- _What to do_: Set down the entries once more exactly as they were written.

- _Records to process_:
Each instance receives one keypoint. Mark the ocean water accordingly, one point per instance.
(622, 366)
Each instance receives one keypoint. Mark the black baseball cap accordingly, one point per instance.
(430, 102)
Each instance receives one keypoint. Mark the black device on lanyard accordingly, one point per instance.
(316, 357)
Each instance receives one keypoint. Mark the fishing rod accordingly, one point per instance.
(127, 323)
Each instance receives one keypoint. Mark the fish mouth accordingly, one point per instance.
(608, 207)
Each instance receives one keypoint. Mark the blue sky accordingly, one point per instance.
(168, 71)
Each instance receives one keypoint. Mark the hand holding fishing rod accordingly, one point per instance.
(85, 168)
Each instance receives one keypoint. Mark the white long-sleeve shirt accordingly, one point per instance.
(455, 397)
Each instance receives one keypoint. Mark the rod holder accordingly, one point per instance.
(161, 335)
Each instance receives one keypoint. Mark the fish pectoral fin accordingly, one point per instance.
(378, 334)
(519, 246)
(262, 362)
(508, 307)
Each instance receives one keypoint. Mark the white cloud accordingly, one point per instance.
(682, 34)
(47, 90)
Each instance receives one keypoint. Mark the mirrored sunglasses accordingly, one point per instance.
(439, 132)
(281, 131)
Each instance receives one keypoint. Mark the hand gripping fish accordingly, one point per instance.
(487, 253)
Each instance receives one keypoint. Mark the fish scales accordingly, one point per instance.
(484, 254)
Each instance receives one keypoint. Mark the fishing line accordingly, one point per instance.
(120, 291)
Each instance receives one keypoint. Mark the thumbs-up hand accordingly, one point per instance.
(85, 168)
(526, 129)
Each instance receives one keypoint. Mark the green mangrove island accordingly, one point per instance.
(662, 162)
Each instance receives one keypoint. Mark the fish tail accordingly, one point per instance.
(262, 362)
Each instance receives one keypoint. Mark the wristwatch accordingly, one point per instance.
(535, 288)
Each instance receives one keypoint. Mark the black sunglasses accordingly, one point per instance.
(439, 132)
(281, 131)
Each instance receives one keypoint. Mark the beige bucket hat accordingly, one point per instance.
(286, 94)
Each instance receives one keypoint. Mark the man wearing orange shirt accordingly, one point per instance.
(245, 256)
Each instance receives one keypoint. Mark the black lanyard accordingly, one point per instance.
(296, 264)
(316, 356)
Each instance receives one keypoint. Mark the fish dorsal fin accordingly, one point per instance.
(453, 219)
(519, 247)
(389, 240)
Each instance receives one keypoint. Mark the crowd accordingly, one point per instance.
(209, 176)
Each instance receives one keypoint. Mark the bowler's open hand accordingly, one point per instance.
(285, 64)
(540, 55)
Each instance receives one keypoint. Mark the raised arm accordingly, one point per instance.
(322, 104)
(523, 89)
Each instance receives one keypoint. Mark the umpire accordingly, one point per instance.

- _Exercise output_:
Each instance receives one keypoint. Mark the ocean water accordingly, one point per instance.
(622, 366)
Each instance receives one keypoint. Mark the black baseball cap accordingly, one point per instance.
(430, 102)
Each instance receives one keypoint. Mark the black device on lanyard accordingly, one point per instance.
(316, 357)
Each instance receives one keypoint. Mark the fishing rod accordingly, one point per instance.
(127, 323)
Each instance receives one keypoint. Mark the fish mouth accordingly, one point per instance.
(608, 207)
Each instance receives one keypoint. Mark the blue sky accordingly, one point per instance.
(168, 71)
Each instance receives one keypoint. Mark the hand holding fishing rod accordingly, one point per instance.
(85, 168)
Each instance receives one keypoint. Mark the white long-sleeve shirt accordingly, one point per instance.
(455, 397)
Each instance receives one keypoint. Mark the rod holder accordingly, one point per instance.
(161, 335)
Each instance receives one keypoint. Mark the fish pectoral fin accordingly, one point per instance.
(378, 334)
(519, 246)
(262, 362)
(508, 307)
Each instance receives one keypoint. Mark the white cloud accordingly, one point per instance.
(682, 34)
(47, 90)
Each instance receives one keypoint. Mark the mirrored sunglasses accordingly, one point per instance.
(439, 132)
(281, 131)
Each instance receives one keypoint. Mark the hand gripping fish accordingly, one point per instance.
(487, 253)
Each instance receives one keypoint. Mark the fish scales accordingly, one point per instance.
(484, 254)
Each instance receives one keypoint. Mark the fishing line accordingly, one point per instance.
(120, 291)
Each instance receives one keypoint. Mark the thumbs-up hand accordingly, one point per instance.
(85, 168)
(526, 129)
Each instance receives one keypoint. Mark the green mangrove island accordingly, one point per instance.
(662, 162)
Each instance receives one keypoint. Mark the fish tail accordingly, one point per instance.
(262, 362)
Each instance receives one keypoint. Mark the wristwatch accordingly, one point per instance.
(535, 288)
Each instance receives one keypoint. Mark the black sunglasses accordingly, one point per instance.
(439, 132)
(281, 131)
Each instance receives one keypoint. Mark the beige bucket hat accordingly, one point per instance.
(286, 94)
Each instance receives one keypoint. Mark the man wearing orange shirt accordingly, one point per instance.
(245, 256)
Each instance receives one keypoint. Mark the black lanyard accordingly, one point per instance.
(296, 264)
(316, 356)
Each instance receives one keypoint. Mark the fish dorsal fin accordingly, one point per instance.
(453, 219)
(519, 247)
(389, 240)
Each instance receives one keypoint. Mark the crowd accordingly, one point per instance.
(209, 176)
Each instance receives one keypoint. Mark the bowler's open hand accordingly, one point per instance.
(285, 64)
(540, 55)
Each instance receives one keypoint. Mark the raised arm accordingly, one point per instance.
(322, 104)
(523, 89)
Each instance receives one keypoint. Mark the umpire accordingly, one point per instance.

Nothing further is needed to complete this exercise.